The name of the species vaigiensis reminds us Waigeo Island, the greatest island of the archipelago of Raja Ampat, in Indonesia, where this fish is at home.


The sergeant-major fish has a vast distribution in the tropical waters of the Indian and Pacific oceans. Indicatively, we find it from South Africa and Madagascar up to the Red Sea, the islands of the Seychelles, Mauritius, Réunion and Maldives, in India, Sri Lanka, Australia, Indonesia, Micronesia, New Guinea, Palau, Philippines, Taiwan and China, up to the islands of Ogasawara and Ryukyu in the southern part of Japan. Eastward, it has colonized Fiji, Samoa, Tonga, Kiribati and Tuamotu. Southward, in the Pacific, after the Great Barrier Reef it reaches New Caledonia and New Zealand.

Since several years, thanks to the Suez Canal, it has entered the Mediterranean occupying the ecological niches left free by the autochthonous species little inclined to the high temperatures and the low salinity linked to the strong flow of the Nile, nowadays reduced due to the Aswan Dam. This is a classical case of “Lessepsian migration”, so called because in memory of Ferdinand de Lesseps, designer of the Canal. This phenomenon, which interests an increasing number of species, is today favoured also by the dissolution of the Bitter Lakes, two zones with very high salinity, crossed by the Canal, and by the increase of temperature of the Mediterranean waters linked to the greenhouse effect. In this way, the unstoppable Abudefduf vaigiensis has reached Naples and recently has even been fished in the Gulf of Genoa.


The sergeant-major fish loves the lagoons and the reefs, but also the rocky coasts and the harbours. It usually keeps mid-water without gong down more than 14-15 m of depth.

Saved data entries:
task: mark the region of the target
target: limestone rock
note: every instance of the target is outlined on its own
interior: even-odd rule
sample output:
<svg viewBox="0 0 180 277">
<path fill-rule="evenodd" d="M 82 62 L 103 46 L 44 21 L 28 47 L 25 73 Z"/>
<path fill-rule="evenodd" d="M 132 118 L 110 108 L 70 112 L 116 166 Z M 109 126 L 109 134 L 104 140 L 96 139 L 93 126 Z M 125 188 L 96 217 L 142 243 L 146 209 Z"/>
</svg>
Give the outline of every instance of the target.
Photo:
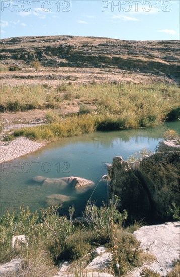
<svg viewBox="0 0 180 277">
<path fill-rule="evenodd" d="M 180 152 L 158 152 L 138 163 L 115 157 L 111 169 L 109 200 L 115 195 L 120 208 L 138 218 L 169 220 L 169 206 L 180 205 Z"/>
<path fill-rule="evenodd" d="M 54 276 L 54 277 L 58 277 L 58 275 Z M 112 275 L 108 274 L 108 273 L 101 273 L 98 272 L 89 272 L 88 273 L 82 273 L 80 276 L 81 277 L 114 277 Z M 68 275 L 63 275 L 63 277 L 75 277 L 73 274 L 70 274 Z"/>
<path fill-rule="evenodd" d="M 148 195 L 138 176 L 122 157 L 115 157 L 111 169 L 109 199 L 117 195 L 120 207 L 127 210 L 129 215 L 144 216 L 150 210 Z"/>
<path fill-rule="evenodd" d="M 177 140 L 169 140 L 161 142 L 157 149 L 159 152 L 167 151 L 180 151 L 180 143 Z"/>
<path fill-rule="evenodd" d="M 108 252 L 103 252 L 103 252 L 99 252 L 101 254 L 93 259 L 91 263 L 86 267 L 86 270 L 88 271 L 90 270 L 101 270 L 104 269 L 109 265 L 112 259 L 112 254 Z"/>
<path fill-rule="evenodd" d="M 169 205 L 180 205 L 180 152 L 157 153 L 142 160 L 138 171 L 154 216 L 168 219 Z"/>
<path fill-rule="evenodd" d="M 157 225 L 145 226 L 134 232 L 141 247 L 146 253 L 153 254 L 156 261 L 145 266 L 166 276 L 173 269 L 173 260 L 179 258 L 180 221 Z M 131 277 L 138 277 L 142 268 L 133 270 Z M 129 276 L 129 275 L 128 275 Z"/>
<path fill-rule="evenodd" d="M 52 194 L 47 196 L 47 203 L 50 206 L 55 206 L 72 200 L 72 197 L 62 194 Z"/>
<path fill-rule="evenodd" d="M 27 247 L 29 245 L 28 243 L 28 238 L 24 235 L 19 236 L 15 236 L 13 237 L 12 240 L 12 246 L 13 248 L 20 248 L 22 245 Z"/>
<path fill-rule="evenodd" d="M 59 264 L 59 271 L 57 274 L 54 277 L 63 277 L 68 273 L 68 270 L 70 268 L 70 265 L 68 261 L 60 262 Z M 68 276 L 69 276 L 68 275 Z"/>
<path fill-rule="evenodd" d="M 44 182 L 44 181 L 46 180 L 46 178 L 45 177 L 43 177 L 42 176 L 37 176 L 33 178 L 33 181 L 37 182 L 38 183 L 41 183 L 42 182 Z"/>
<path fill-rule="evenodd" d="M 9 262 L 0 265 L 0 276 L 2 277 L 13 276 L 18 272 L 22 264 L 22 259 L 16 258 L 11 260 Z"/>
<path fill-rule="evenodd" d="M 42 186 L 43 187 L 54 187 L 59 188 L 60 189 L 64 189 L 65 188 L 68 184 L 61 178 L 46 178 L 44 180 Z"/>
<path fill-rule="evenodd" d="M 79 189 L 83 187 L 89 188 L 95 184 L 94 183 L 90 180 L 80 178 L 79 177 L 73 176 L 59 178 L 50 178 L 38 176 L 34 177 L 33 180 L 38 182 L 43 182 L 42 186 L 44 187 L 54 187 L 60 189 L 63 189 L 67 186 L 76 189 Z M 82 192 L 84 192 L 84 191 L 82 190 Z"/>
</svg>

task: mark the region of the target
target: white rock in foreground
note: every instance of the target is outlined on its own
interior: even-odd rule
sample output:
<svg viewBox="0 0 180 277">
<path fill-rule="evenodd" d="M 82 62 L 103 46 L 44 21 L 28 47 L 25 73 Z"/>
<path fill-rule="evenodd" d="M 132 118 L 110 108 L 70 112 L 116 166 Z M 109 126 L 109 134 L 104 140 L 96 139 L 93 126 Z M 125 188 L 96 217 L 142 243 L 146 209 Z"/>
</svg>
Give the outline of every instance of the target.
<svg viewBox="0 0 180 277">
<path fill-rule="evenodd" d="M 97 250 L 97 249 L 96 249 Z M 107 267 L 111 261 L 112 254 L 108 252 L 102 252 L 98 250 L 97 253 L 101 253 L 99 256 L 93 259 L 88 265 L 85 268 L 85 270 L 89 271 L 90 270 L 101 270 Z"/>
<path fill-rule="evenodd" d="M 13 259 L 10 262 L 0 265 L 0 276 L 10 276 L 17 273 L 23 264 L 22 259 Z"/>
<path fill-rule="evenodd" d="M 172 271 L 173 260 L 179 258 L 180 221 L 143 226 L 134 234 L 143 250 L 156 258 L 156 261 L 147 266 L 148 268 L 161 276 Z M 138 277 L 140 272 L 137 269 L 130 276 Z"/>
</svg>

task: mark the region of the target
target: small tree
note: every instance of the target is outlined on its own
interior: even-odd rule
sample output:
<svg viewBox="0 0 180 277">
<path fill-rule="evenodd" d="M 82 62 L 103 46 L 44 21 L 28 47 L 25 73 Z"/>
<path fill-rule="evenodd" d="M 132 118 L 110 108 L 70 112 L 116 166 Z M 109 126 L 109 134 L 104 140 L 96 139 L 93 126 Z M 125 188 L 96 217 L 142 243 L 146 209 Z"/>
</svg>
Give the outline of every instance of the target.
<svg viewBox="0 0 180 277">
<path fill-rule="evenodd" d="M 30 64 L 32 67 L 35 68 L 36 71 L 37 71 L 41 67 L 41 62 L 37 59 L 32 61 Z"/>
</svg>

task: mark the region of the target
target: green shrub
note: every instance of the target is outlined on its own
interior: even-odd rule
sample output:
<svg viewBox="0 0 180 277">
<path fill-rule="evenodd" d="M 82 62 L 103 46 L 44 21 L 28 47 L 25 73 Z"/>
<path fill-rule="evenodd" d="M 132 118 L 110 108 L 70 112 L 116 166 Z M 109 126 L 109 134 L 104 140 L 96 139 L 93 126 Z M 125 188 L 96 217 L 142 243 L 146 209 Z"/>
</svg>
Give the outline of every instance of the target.
<svg viewBox="0 0 180 277">
<path fill-rule="evenodd" d="M 86 105 L 82 104 L 80 106 L 79 113 L 84 114 L 89 113 L 92 111 L 92 109 Z"/>
</svg>

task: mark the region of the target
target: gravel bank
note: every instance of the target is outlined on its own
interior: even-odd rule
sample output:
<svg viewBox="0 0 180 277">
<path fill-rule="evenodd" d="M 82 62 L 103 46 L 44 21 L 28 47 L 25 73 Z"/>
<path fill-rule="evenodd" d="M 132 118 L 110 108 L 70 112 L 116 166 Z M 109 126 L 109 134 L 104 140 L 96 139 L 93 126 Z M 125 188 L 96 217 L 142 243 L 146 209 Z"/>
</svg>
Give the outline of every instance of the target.
<svg viewBox="0 0 180 277">
<path fill-rule="evenodd" d="M 8 145 L 7 143 L 1 145 L 0 145 L 0 163 L 33 152 L 45 144 L 45 142 L 38 143 L 26 137 L 19 137 L 11 141 Z"/>
</svg>

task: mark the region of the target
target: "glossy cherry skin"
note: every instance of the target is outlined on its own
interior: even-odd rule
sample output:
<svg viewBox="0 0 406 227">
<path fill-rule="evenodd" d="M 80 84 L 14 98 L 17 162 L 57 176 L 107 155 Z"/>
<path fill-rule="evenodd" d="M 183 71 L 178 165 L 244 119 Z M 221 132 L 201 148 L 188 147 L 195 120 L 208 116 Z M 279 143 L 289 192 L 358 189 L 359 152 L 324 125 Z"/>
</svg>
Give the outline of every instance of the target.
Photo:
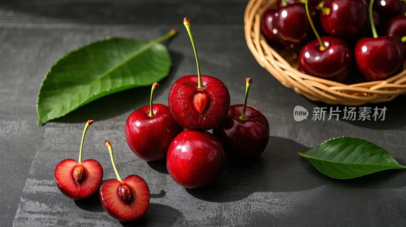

# WORK ITEM A
In the sergeant-major fish text, who is the "Lessepsian migration" named after?
# WORK ITEM B
Echo the sergeant-major fish text from "The name of" to "is at home.".
# WORK ITEM C
Proceed with the sergeant-major fish text, picking up after its final sentence.

# TASK RESPONSE A
Ferdinand de Lesseps, the designer of the Suez Canal.

# TASK RESPONSE B
The name of the species vaigiensis reminds us Waigeo Island, the greatest island of the archipelago of Raja Ampat, in Indonesia, where this fish is at home.

# TASK RESPONSE C
The males, polygamous, are "good dads" and watch the eggs till the hatching

The males, polygamous, are “good dads” and watch the eggs till the hatching © Giuseppe Mazza


It can exceptionally reach the length of 20 cm, but rarely exceeds the 15. The high and flat body, with oval profile, shows a small mouth with about fifty incisor-shaped teeth per jaw.

The dorsal fin has 13 spiny rays and 12-13 soft; the anal has 2 spiny rays and 11-13 unarmed; the ventral ones are pointed, the ample pectoral count 16-20 unarmed rays and the caudal is bifurcate.

The scales are relatively big. On the background colour, more or less yellow towards the back and silvery on the abdomen, stand out 5 dark vertical bands which are often tinged of blue at the apex, like the dorsal fin, and more or less vast zones on the caudal and the anal ones.

Ethology-Reproductive Biology

When young, this fish nourishes mainly of plankton, but then hunts crustaceans, gasteropods, ascidians, annelids, jelly fishes and small fishes, cleaning, as a dessert, the madrepores from poisonous infesting algae. And, therefore, even if seen the modest size is eaten rarely, the consumption of its flesh may cause a serious alimentary intoxication called ciguatera.

The males are polygamous and territorial. The reproduction takes usually place during the days of high tide, for a better dispersion of the larvae. After having cleaned carefully a flat support, like the base of a coral, a stone or a shell, in order to prevent fungal infections, every respectful may invites the females of its zone to spawn by dancing over the nest. Then, in accordance with its appellative of “super father”, it keeps the watch to the eggs till the hatching, ventilating them with the fins.

The young often grow at the shelter of floating objects, which, besides protecting them against the marine bird’s attacks, are usually a nursery of eatable seaweeds and small crustaceans. The resilience is good: the populations decimated by the events can in fact double in less than 15 months. Kept in mind the ample diffusion of the species, not to forget the adaptability to various habitats and to different diets, the vulnerability index is logically low: only 16 on a scale of 100.


Glyphisodon vaigiensis Quoy & Gaimard, 1825; Chaetodon tyrwhitti Bennett, 1830; Glyphisodon rahti Cuvier, 1830; Glyphisodon quadrifasciatus Bleeker, 1847; Abudefduf quinquilineatus Con Bonde, 1934; Abudefduf caudobimaculatus Okada & Ikeda, 1939.